We started small: parts of letters, then special characters, then space between letters. Now let’s take the next step: space between groups of letters

More specifically, the horizontal space between words, and vertical space between subsequent lines of text. This will allow us to say some clever things about the dimensions of text blocks.

Measure

The measure is the actual line width.

Firstly, this is influenced by kerning and tracking, which we learned last chapter.

But it’s also obviously influenced by the line length ( = number of characters on a single line) and the word spacing ( = white space between words).

If the measure is too long, people lose track of where they are. They don’t get enough pauses when reading. If the measure is too short, lines and words feel unconnected and text blocks become way too long (vertically).

Example of good and bad line width for block of text.
Example of good and bad line width for block of text.

In general, a line length of about 45–75 characters is recommended. A length of 66 characters is often seen as ideal. Some exceptions …

  • If you have lots of horizontal space within the design, you can bump the character count towards a maximum of 90 characters.
  • If you’re working with multiple columns, you can use optimal line lengths of 40–50 characters.
Remark

Using multiple columns is highly recommended if you have a very wide layout. It’s always better than just making the text the full width or centering a single narrow block in the center.

Word spacing

All these estimates are given for when you use the regular amount of word spacing. But you’ve guessed it: this is another property you can change.

Not all software allows this easily. But it’s an easy operation to fake: simply increase the whitespace around the empty “space” character. Because words are seperated by spaces, this should change word spacing in general.

Example of using word spacing to modify measure
Example of using word spacing to modify measure

As a rule of thumb, many designers use the width of the lowercase letter i as the word spacing. This is, however, only useful for short pieces of text.

In long text blocks, word spacing should be larger. Why? Because of the big text block, people will perceive the spaces as being smaller in contrast, which you need to combat.

Consequently, the number of characters per line should be shorter to keep the measure in check. (Additionally, bold fonts often need more word spacing.)
***
= Tasks to carry out =
1 > According to the text on spacing in type, how many characters per line is often seen as ideal?
2 > Write the next part of the text on spacing in type, picking up right after its last sentence.

Pointing dataset records
***
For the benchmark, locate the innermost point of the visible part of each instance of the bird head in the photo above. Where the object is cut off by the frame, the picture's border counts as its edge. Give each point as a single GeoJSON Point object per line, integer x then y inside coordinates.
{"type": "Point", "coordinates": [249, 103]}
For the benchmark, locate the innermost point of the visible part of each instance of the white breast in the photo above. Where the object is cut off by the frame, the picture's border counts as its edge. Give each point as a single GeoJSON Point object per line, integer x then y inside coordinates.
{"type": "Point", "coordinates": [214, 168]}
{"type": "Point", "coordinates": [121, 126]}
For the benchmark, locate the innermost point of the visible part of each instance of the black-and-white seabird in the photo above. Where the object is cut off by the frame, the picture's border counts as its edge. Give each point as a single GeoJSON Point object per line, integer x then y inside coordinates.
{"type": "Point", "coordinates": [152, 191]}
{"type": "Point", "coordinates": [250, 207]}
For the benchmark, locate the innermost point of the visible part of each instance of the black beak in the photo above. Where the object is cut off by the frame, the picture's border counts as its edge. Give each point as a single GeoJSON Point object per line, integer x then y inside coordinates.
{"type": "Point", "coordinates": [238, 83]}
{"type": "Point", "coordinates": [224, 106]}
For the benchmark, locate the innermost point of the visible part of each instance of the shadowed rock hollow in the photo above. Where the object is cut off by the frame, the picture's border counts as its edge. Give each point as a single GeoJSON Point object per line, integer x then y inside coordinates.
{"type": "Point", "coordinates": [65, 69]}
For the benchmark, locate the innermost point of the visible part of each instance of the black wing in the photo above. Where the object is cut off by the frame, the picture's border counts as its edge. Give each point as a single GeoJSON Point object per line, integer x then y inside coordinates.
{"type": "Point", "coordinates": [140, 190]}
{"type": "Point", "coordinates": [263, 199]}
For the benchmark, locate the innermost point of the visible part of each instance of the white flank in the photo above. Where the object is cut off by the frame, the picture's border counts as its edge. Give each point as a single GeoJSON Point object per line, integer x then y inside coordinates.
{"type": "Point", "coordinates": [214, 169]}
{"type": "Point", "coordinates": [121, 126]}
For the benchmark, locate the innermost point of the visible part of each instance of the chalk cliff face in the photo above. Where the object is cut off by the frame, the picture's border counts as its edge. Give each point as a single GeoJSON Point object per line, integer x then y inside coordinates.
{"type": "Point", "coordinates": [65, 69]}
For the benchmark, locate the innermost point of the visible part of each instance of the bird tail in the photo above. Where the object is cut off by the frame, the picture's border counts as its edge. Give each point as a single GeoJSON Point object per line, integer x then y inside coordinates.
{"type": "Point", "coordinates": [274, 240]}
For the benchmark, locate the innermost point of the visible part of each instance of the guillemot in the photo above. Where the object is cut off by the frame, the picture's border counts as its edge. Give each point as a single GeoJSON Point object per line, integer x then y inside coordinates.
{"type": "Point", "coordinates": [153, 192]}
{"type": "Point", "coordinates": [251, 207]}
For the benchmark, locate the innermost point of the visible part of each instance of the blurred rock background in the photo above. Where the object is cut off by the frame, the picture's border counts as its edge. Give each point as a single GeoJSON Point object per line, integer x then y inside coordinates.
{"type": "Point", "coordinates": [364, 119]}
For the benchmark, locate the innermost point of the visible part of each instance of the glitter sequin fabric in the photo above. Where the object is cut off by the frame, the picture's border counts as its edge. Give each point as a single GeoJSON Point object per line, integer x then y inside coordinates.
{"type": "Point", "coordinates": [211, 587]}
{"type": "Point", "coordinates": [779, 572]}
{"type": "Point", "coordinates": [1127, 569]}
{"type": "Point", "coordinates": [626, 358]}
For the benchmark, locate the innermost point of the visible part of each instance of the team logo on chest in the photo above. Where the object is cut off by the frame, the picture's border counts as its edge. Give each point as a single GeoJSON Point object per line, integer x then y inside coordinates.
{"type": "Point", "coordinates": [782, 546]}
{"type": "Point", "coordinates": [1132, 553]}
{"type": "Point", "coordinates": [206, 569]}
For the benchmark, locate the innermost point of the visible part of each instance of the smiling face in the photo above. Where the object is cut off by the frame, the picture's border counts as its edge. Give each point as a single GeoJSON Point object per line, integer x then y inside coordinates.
***
= Responses for each task =
1 > 66 characters.

2 >
You might, therefore, want to look at measure as a physical length instead. An optimal measure is about 3–5 inches.

It’s all about balance.

  • Letters need to be far enough apart to be distinct, but not so far they become unrelated
  • Spacing needs to identify individual words, but also group them together for logical sentences.

Give your text room to breathe, but don’t let it break into a bunch of clearly individual words.

Leading

Now that we’ve discussed the horizontal size of a line, let’s look at the vertical size. This is called line height or leading

This is harder to balance, because letters have those descenders and ascenders. When the descenders of one line touch the ascenders of the next line, things get messy and uncomfortable.

Therefore, the leading is usually not simply the maximum height of its letters (“100%”), but also includes some extra white space.

Example of good and bad leading / line-height.
Example of good and bad leading / line-height.

In most layouts, leading is slightly greater than cap height. This means setting it to the type size plus 1–4 points. In percentages, this means setting it to 120%–150% of the regular body text size.

Leading and measure directly influence each other.

The greater the width of a line, the greater the line height should be.

If the leading is smaller than word spacing, it causes the reader to constantly jump to the next line on accident.

If the leading is too large, it causes the lines to read as separate paragraphs or standalone pieces of text.

If you want to keep a reader’s attention, make sure the text has an even and coherent texture. Again, columns can help you out here.

Combining our Knowledge

Essentially, we’ve now learned to approach short and long texts differently.

Long texts need to be comfortable. Once you’ve found your rhythm, nothing must disturb you again. Design it so that the reader has a chance to settle in, but be generous enough with leading to prevent them from slipping to the next line before finishing the current. The reader must be relaxed. The spacing parameters need to be consistent or at least rhythmic (adding and removing space in regular intervals). Long text blocks often require a neutral and inconspicuous typeface.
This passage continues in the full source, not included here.